++++ Raw data

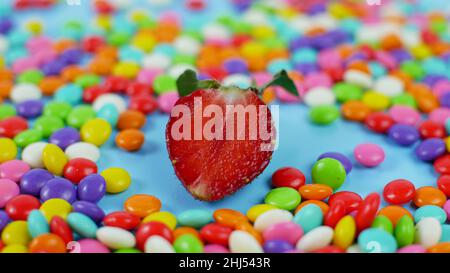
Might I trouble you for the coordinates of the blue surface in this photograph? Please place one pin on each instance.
(300, 144)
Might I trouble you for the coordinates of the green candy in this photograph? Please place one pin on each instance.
(188, 243)
(88, 80)
(284, 198)
(6, 111)
(48, 125)
(80, 115)
(31, 76)
(382, 222)
(404, 99)
(57, 109)
(329, 171)
(404, 231)
(324, 114)
(164, 83)
(347, 91)
(27, 137)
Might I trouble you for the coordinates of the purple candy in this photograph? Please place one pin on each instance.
(4, 220)
(277, 246)
(59, 188)
(89, 209)
(92, 188)
(29, 108)
(33, 181)
(339, 157)
(403, 134)
(65, 137)
(235, 66)
(430, 149)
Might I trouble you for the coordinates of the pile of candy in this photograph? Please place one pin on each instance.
(387, 66)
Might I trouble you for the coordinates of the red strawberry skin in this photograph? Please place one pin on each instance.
(213, 169)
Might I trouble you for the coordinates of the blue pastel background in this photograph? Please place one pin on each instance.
(300, 142)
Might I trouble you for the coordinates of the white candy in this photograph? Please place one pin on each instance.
(319, 96)
(176, 70)
(25, 91)
(358, 78)
(32, 154)
(271, 217)
(116, 238)
(187, 45)
(316, 239)
(390, 86)
(83, 150)
(157, 244)
(242, 242)
(156, 61)
(428, 232)
(216, 31)
(113, 99)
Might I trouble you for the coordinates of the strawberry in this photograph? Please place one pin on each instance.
(211, 169)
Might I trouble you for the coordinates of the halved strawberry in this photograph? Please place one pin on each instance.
(211, 169)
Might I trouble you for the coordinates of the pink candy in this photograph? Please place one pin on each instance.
(404, 115)
(287, 231)
(13, 169)
(369, 155)
(8, 190)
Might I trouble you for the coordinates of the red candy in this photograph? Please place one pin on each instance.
(367, 211)
(431, 129)
(216, 234)
(60, 227)
(443, 183)
(288, 177)
(145, 104)
(78, 168)
(12, 126)
(335, 213)
(152, 228)
(379, 122)
(20, 206)
(399, 192)
(351, 200)
(442, 164)
(122, 219)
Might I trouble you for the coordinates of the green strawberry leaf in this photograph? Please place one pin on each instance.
(282, 79)
(188, 83)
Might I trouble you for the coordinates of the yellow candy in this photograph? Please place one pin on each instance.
(162, 216)
(54, 159)
(8, 150)
(127, 69)
(375, 100)
(144, 42)
(257, 210)
(55, 207)
(15, 249)
(344, 232)
(117, 179)
(96, 131)
(16, 233)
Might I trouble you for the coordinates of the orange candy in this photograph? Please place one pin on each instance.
(49, 85)
(429, 196)
(130, 140)
(394, 213)
(230, 218)
(322, 205)
(131, 119)
(142, 205)
(47, 243)
(315, 191)
(355, 111)
(185, 230)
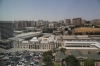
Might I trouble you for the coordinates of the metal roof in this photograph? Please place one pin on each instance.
(93, 56)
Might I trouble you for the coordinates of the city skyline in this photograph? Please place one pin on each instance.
(51, 10)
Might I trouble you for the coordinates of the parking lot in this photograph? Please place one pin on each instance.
(21, 58)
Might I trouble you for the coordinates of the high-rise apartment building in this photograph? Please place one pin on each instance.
(67, 21)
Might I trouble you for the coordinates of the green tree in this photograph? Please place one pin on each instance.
(89, 62)
(66, 29)
(71, 61)
(62, 50)
(99, 52)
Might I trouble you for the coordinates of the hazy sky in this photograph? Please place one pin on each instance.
(51, 10)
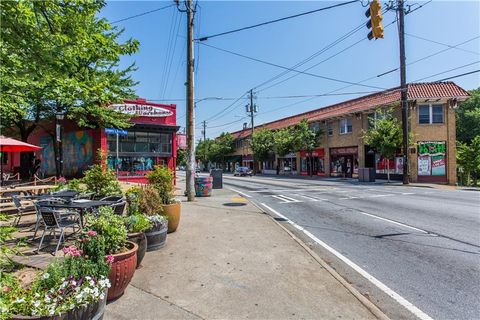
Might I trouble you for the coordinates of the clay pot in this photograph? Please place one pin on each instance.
(91, 311)
(156, 236)
(122, 270)
(172, 212)
(141, 240)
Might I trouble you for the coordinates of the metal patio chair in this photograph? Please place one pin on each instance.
(22, 209)
(57, 220)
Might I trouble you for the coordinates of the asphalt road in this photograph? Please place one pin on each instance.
(422, 243)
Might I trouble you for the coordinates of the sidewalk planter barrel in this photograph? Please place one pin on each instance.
(92, 311)
(172, 212)
(122, 270)
(156, 236)
(141, 240)
(203, 186)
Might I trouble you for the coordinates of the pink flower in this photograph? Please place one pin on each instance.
(91, 233)
(72, 251)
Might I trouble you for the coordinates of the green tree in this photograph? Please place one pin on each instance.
(262, 144)
(306, 139)
(468, 158)
(181, 157)
(59, 57)
(468, 118)
(385, 136)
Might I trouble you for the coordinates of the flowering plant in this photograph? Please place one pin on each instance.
(63, 286)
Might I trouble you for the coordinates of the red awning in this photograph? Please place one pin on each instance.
(12, 145)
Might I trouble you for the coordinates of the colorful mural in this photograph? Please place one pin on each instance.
(77, 153)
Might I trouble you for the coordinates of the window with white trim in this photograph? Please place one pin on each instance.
(329, 129)
(430, 113)
(345, 125)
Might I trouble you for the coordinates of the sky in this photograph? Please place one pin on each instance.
(223, 79)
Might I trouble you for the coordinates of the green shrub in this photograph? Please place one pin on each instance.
(137, 223)
(111, 228)
(161, 178)
(150, 203)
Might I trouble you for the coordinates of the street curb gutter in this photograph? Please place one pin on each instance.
(363, 300)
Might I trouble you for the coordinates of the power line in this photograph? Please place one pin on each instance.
(459, 75)
(443, 72)
(287, 68)
(142, 14)
(443, 44)
(276, 20)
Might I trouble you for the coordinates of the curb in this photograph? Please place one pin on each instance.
(363, 300)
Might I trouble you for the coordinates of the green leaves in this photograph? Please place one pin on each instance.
(262, 144)
(468, 118)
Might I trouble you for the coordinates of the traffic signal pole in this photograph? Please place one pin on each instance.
(190, 176)
(403, 88)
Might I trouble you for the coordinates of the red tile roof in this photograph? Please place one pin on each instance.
(414, 91)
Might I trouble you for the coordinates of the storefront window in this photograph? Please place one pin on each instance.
(431, 158)
(141, 142)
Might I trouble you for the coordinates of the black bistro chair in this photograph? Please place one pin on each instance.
(54, 220)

++++++++

▶ [Task objective]:
Retype all entries exactly as they appear, dropping the images.

▶ [Solution for this exercise]:
Might I trouble you for the coordinates of the blue surface in this photograph? Please place one pin on each instance.
(300, 144)
Might I trouble you for the coordinates of the green candy in this photograph? Please place one pin on each instance.
(188, 243)
(88, 80)
(284, 198)
(6, 111)
(48, 125)
(80, 115)
(31, 76)
(382, 222)
(404, 99)
(57, 109)
(329, 171)
(404, 231)
(324, 114)
(164, 83)
(347, 91)
(27, 137)
Might I trouble you for the coordinates of the purple candy in this photograph? Please place one pin on each instance.
(4, 220)
(277, 246)
(59, 188)
(89, 209)
(92, 188)
(29, 108)
(33, 181)
(339, 157)
(403, 134)
(65, 137)
(235, 66)
(430, 149)
Might I trouble you for the coordinates of the pile of candy in this photograph? Please place one pin on each instance.
(387, 66)
Might I trouble you for the coordinates of the red strawberry skin in this photograph? Please place one pin on each instance.
(213, 169)
Might I trouble you for the coordinates of the blue pastel background in this photograph? Please place one pin on each instance.
(300, 142)
Might I trouble you for the coordinates of the white candy in this photograph? Please place one pin on each instance.
(319, 96)
(176, 70)
(25, 91)
(358, 78)
(32, 154)
(271, 217)
(116, 238)
(187, 45)
(316, 239)
(390, 86)
(83, 150)
(157, 244)
(242, 242)
(156, 61)
(428, 232)
(216, 31)
(113, 99)
Might I trouble you for the coordinates of the strawberry in this photograph? Please place one pin on each instance.
(211, 169)
Might I trouble you for the coordinates of the halved strawberry in this photograph? Please place one pin on each instance.
(211, 169)
Might I trouble you for the coordinates of the pink candy in this photograph? Please place one pin on each instance.
(404, 115)
(287, 231)
(13, 169)
(369, 155)
(8, 190)
Might I trouble you for the coordinates of the red candy in this photograph? Please place one pin on each instance.
(367, 211)
(431, 129)
(216, 234)
(60, 227)
(443, 183)
(288, 177)
(145, 104)
(78, 168)
(12, 126)
(335, 213)
(152, 228)
(379, 122)
(20, 206)
(399, 192)
(351, 200)
(442, 164)
(122, 219)
Might I trouble you for the coordinates of the green strawberry leaf in this photograph? Please place one pin on each instance.
(282, 79)
(188, 83)
Might I trouble you for the coordinates of the yellow candy in this photograph? Please place one pin on each instance.
(162, 216)
(54, 159)
(8, 150)
(127, 69)
(375, 100)
(144, 42)
(257, 210)
(55, 207)
(15, 249)
(344, 232)
(117, 179)
(96, 131)
(16, 233)
Might I trouble you for the coordinates of the orange candy in this photograph? Please place one pin on each instance.
(49, 85)
(429, 196)
(130, 140)
(394, 213)
(230, 218)
(322, 205)
(131, 119)
(142, 205)
(47, 243)
(315, 191)
(355, 111)
(185, 230)
Might I trouble you for the coordinates of the metal roof in this photograph? Please place one pin on each instance.
(93, 56)
Might I trouble you for the coordinates of the city skyline in this photograph? Please place one pin on each instance.
(51, 10)
Might I trouble you for the coordinates of the parking lot in this photograph? Please place one pin on each instance.
(21, 58)
Might I trouble you for the coordinates of the high-rise apartment building in this photograph? Please place one pin on each instance.
(67, 21)
Might I trouble you for the coordinates of the green tree in this photograph? Please place one pin on each instance.
(89, 62)
(66, 29)
(71, 61)
(62, 50)
(99, 52)
Might I trouble you for the coordinates of the hazy sky in this photograph? Please place one pin on each instance.
(51, 10)
Might I trouble you for the coordinates of the clay pot in this photograph? Please place one pin on each instance.
(91, 311)
(156, 236)
(122, 270)
(172, 212)
(141, 240)
Might I trouble you for the coordinates of the metal patio chair in this photograph? Please place one pin on each instance.
(22, 209)
(57, 220)
Might I trouble you for the coordinates of the asphalt road in this photograph? Please place one pin on each instance.
(422, 243)
Might I trouble you for the coordinates of the sidewalk planter barrel in this photograph? Please place one pin on each instance.
(92, 311)
(172, 212)
(122, 270)
(156, 236)
(141, 240)
(203, 186)
Might I trouble you for the coordinates of the pink flower in this photograph? Please place one pin on each instance.
(91, 233)
(72, 251)
Might I trouble you for the coordinates of the green tree in this photograph? Please place one pin on each instance.
(262, 144)
(306, 139)
(468, 158)
(181, 157)
(59, 57)
(468, 118)
(385, 136)
Might I trouble you for the coordinates of the flowering plant in this photograph? Please place one pin on each instance.
(63, 286)
Might I trouble you for the coordinates of the red awning in this photograph? Please place one pin on each instance.
(12, 145)
Might I trouble you for the coordinates of the colorful mural in this photograph? Please place one pin on each instance.
(77, 153)
Might I trouble you for the coordinates of the window with white trim in this photograph? Please place one pin on each instance.
(329, 129)
(430, 113)
(345, 125)
Might I trouble you for the coordinates of the sky in this photograph? Please place one pin on each instance.
(223, 79)
Might I trouble you for the coordinates of the green shrub in this photograph? Please place one pin on each instance.
(137, 223)
(111, 228)
(161, 178)
(150, 203)
Might I trouble you for the coordinates of the street curb gutter in this photograph? Please place one pin on each instance.
(363, 300)
Might I trouble you for the coordinates of the power line in this photograph? Please place one pin on each instance.
(459, 75)
(443, 72)
(287, 68)
(142, 14)
(443, 44)
(276, 20)
Might I trouble you for the coordinates of the curb in this photograph? Please place one pin on each instance.
(363, 300)
Might I trouble you for the coordinates of the green leaves in this photograph? Please place one pin on each instance.
(262, 144)
(468, 118)
Might I trouble you for the coordinates of the traffic signal pole in this photograph? Please place one pin on each instance.
(190, 176)
(403, 88)
Might I trouble you for the coordinates of the red tile roof in this photograph? Please place one pin on each instance.
(414, 91)
Might I trouble you for the coordinates of the storefront window in this photograph? Please place one pin on each instance.
(431, 158)
(141, 142)
Might I trouble you for the coordinates of the black bistro chair in this photograph? Please place one pin on each instance.
(54, 220)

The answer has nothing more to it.